(SELECTED PASSAGE Opens)

Toki Wartooth is the name of the rhythm guitarist in the fictional animated death metal band Dethklok on the animated tv show, “Metalocalypse”. The show, which came on Adult Swim in the winter of 2010 in re-runs, was for a time a welcome distraction for me and my pre-teen daughters as we huddled under blankets, near space heaters, in the dark glow of the television late at night during the blizzards of February 2010. The show is funny and dark and bizarre but not anything near as dark as the reality we were actually living in at that time. It was also hysterically funny and light and strange, comic relief when we had no heat, but still had electricity. The propane tanks were empty, which meant no hot water. No cooking fuel. Just space heaters, which we used sparingly because the power had been blinking on and off. In the dark night, the falling snow was illuminated by the moon behind it, reflected back, it made an eerie glow outside in the unnatural early morning hours. We watched it rise, and rise, and rise, and wondered if our front door would be overtaken by the drifts.

(SELECTED PASSAGE Closes)

Continue the essay about watching "Metalocalypse" during the February 2010 blizzards, starting after its final sentence.

(SOURCE DATA Opens)

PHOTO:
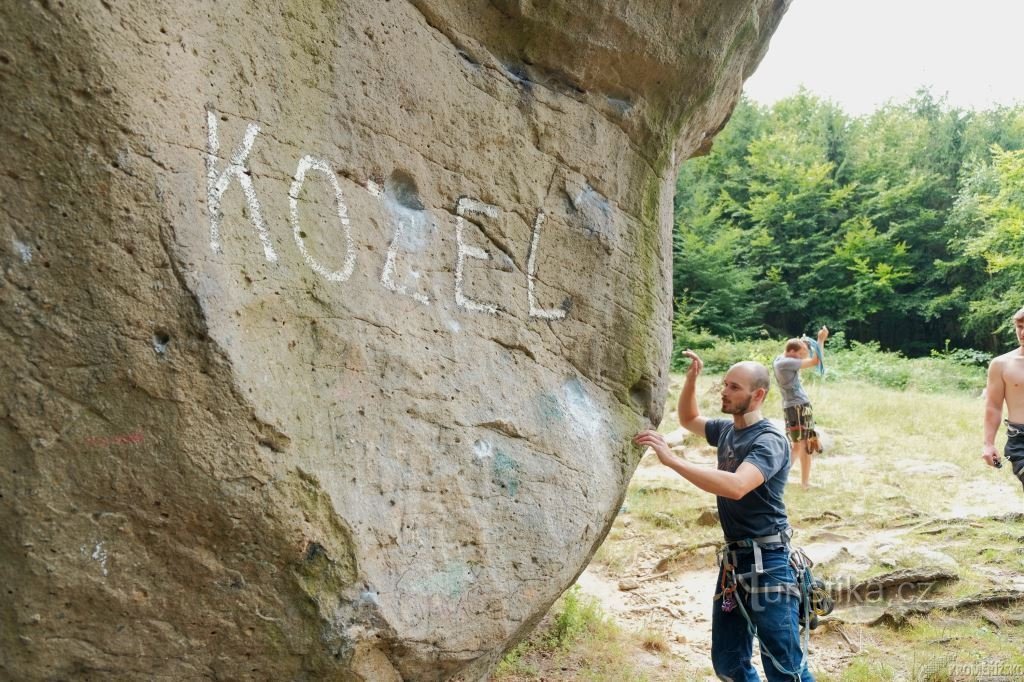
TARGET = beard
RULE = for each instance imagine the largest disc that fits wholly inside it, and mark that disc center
(736, 408)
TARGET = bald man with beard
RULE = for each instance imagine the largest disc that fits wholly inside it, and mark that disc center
(756, 584)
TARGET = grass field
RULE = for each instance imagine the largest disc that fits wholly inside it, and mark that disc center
(900, 486)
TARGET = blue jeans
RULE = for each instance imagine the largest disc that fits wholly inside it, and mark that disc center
(774, 614)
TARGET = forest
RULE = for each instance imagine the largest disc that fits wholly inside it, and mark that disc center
(903, 227)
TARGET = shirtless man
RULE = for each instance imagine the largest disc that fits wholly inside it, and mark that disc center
(1006, 384)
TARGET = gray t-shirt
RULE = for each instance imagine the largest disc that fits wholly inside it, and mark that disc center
(787, 378)
(760, 512)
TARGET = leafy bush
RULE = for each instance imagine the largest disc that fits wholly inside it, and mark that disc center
(580, 614)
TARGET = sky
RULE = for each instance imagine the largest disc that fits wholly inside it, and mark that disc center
(860, 53)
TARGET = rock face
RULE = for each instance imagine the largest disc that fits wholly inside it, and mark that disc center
(326, 326)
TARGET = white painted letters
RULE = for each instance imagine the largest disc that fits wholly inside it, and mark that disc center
(413, 224)
(218, 183)
(463, 206)
(309, 163)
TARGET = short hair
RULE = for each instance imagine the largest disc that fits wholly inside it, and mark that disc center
(795, 344)
(762, 379)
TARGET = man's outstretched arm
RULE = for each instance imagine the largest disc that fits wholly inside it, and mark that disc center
(813, 361)
(731, 484)
(689, 414)
(994, 394)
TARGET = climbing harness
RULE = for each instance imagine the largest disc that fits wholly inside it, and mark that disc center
(812, 594)
(1013, 431)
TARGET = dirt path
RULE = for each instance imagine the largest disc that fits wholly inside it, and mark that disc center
(678, 602)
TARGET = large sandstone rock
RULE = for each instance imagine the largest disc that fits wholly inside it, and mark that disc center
(325, 326)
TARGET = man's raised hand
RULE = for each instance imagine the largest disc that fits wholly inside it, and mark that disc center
(695, 363)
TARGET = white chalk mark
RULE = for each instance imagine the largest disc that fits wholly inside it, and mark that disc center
(24, 252)
(482, 450)
(387, 274)
(309, 163)
(218, 183)
(99, 554)
(466, 205)
(535, 309)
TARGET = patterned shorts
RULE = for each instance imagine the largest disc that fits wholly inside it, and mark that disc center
(800, 426)
(1014, 452)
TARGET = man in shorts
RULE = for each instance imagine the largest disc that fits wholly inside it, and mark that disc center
(1006, 385)
(796, 405)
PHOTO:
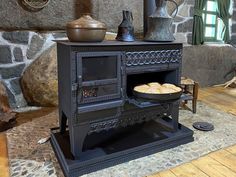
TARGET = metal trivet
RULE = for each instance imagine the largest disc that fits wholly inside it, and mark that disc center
(203, 126)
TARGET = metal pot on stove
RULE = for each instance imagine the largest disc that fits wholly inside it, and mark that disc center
(86, 29)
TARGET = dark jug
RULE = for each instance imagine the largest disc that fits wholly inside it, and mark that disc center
(126, 28)
(160, 23)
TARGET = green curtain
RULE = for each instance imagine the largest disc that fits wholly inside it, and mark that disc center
(224, 14)
(198, 29)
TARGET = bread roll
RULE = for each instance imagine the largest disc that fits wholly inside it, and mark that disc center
(141, 88)
(168, 85)
(153, 90)
(165, 90)
(154, 84)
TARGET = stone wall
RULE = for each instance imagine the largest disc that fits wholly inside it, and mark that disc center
(59, 12)
(17, 51)
(183, 22)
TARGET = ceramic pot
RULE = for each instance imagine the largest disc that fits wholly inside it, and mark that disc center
(126, 28)
(86, 29)
(160, 23)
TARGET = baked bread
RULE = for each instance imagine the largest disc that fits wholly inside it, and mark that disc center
(165, 90)
(141, 88)
(156, 88)
(153, 90)
(154, 84)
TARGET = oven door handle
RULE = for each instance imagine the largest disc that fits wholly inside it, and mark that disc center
(79, 81)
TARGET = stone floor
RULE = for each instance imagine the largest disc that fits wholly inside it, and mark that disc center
(29, 159)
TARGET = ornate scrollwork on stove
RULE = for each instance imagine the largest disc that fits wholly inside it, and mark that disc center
(130, 119)
(153, 57)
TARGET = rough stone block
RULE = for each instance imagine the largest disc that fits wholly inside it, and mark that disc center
(208, 64)
(178, 19)
(184, 11)
(15, 85)
(185, 27)
(58, 13)
(35, 46)
(18, 37)
(233, 39)
(11, 71)
(18, 54)
(5, 54)
(191, 11)
(189, 38)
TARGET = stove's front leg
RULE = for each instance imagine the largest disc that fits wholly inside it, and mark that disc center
(77, 137)
(175, 115)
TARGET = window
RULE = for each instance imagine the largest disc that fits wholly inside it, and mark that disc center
(213, 25)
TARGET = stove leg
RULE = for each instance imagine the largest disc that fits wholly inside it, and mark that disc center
(77, 140)
(175, 116)
(63, 120)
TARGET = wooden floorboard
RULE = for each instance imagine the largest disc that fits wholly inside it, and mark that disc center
(219, 98)
(4, 164)
(217, 164)
(231, 149)
(167, 173)
(187, 170)
(212, 167)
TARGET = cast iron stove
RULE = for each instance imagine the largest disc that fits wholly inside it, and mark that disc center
(101, 122)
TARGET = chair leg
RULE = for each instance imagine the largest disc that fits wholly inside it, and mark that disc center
(195, 97)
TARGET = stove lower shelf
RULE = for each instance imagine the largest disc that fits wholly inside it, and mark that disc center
(118, 146)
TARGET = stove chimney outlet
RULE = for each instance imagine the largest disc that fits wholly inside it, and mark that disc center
(149, 7)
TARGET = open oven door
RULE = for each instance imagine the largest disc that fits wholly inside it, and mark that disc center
(100, 81)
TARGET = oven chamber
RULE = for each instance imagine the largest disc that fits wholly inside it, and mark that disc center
(100, 118)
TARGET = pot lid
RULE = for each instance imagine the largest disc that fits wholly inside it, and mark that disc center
(86, 21)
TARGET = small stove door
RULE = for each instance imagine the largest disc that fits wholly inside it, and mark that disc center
(99, 77)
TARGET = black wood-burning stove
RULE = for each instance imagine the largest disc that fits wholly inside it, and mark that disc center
(106, 123)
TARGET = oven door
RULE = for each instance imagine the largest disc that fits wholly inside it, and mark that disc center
(100, 78)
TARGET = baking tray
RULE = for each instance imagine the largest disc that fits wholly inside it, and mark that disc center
(158, 97)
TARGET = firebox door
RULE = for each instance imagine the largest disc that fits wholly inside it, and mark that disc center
(99, 79)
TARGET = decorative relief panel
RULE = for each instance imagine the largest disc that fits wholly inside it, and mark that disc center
(153, 57)
(130, 119)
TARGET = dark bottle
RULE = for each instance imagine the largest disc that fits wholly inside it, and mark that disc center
(126, 28)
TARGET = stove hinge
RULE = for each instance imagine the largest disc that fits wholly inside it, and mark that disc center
(122, 70)
(74, 87)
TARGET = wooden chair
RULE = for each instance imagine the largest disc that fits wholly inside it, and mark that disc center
(190, 90)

(SOURCE DATA Closes)

RESULT OF THE TASK >>
That January, my mother and then 89 year old grandmother had called me at work one afternoon, telling me they had a surprise waiting for me at home. I lived in a small house, with failing systems, a bad roof. My daughter was 13, the younger 10 and a half, my son was 3. We were alone in this little house at the end of a cul de sac, where we’d lived for nearly a decade. Our dog, Tita, had died of cancer in 2008. She was a purebred chihuahua from a puppy mill, had never been healthy, had been skittish and not as well taken care of as she should have been. When my eldest daughter was five months old, Tita was a 3 pound puppy I could hold in the palm of my hand. She was a survivor in her own way, but the inbreeding and lack of constant veterinary care that she required, which we could never afford, resulted in breast tumors so huge they finally broke the skin. I had to put her down. I buried her in the back yard of that house, near the corner of the fence, and the next summer, a plume of daisy-looking weeds grew in that spot, sheltering her little grave.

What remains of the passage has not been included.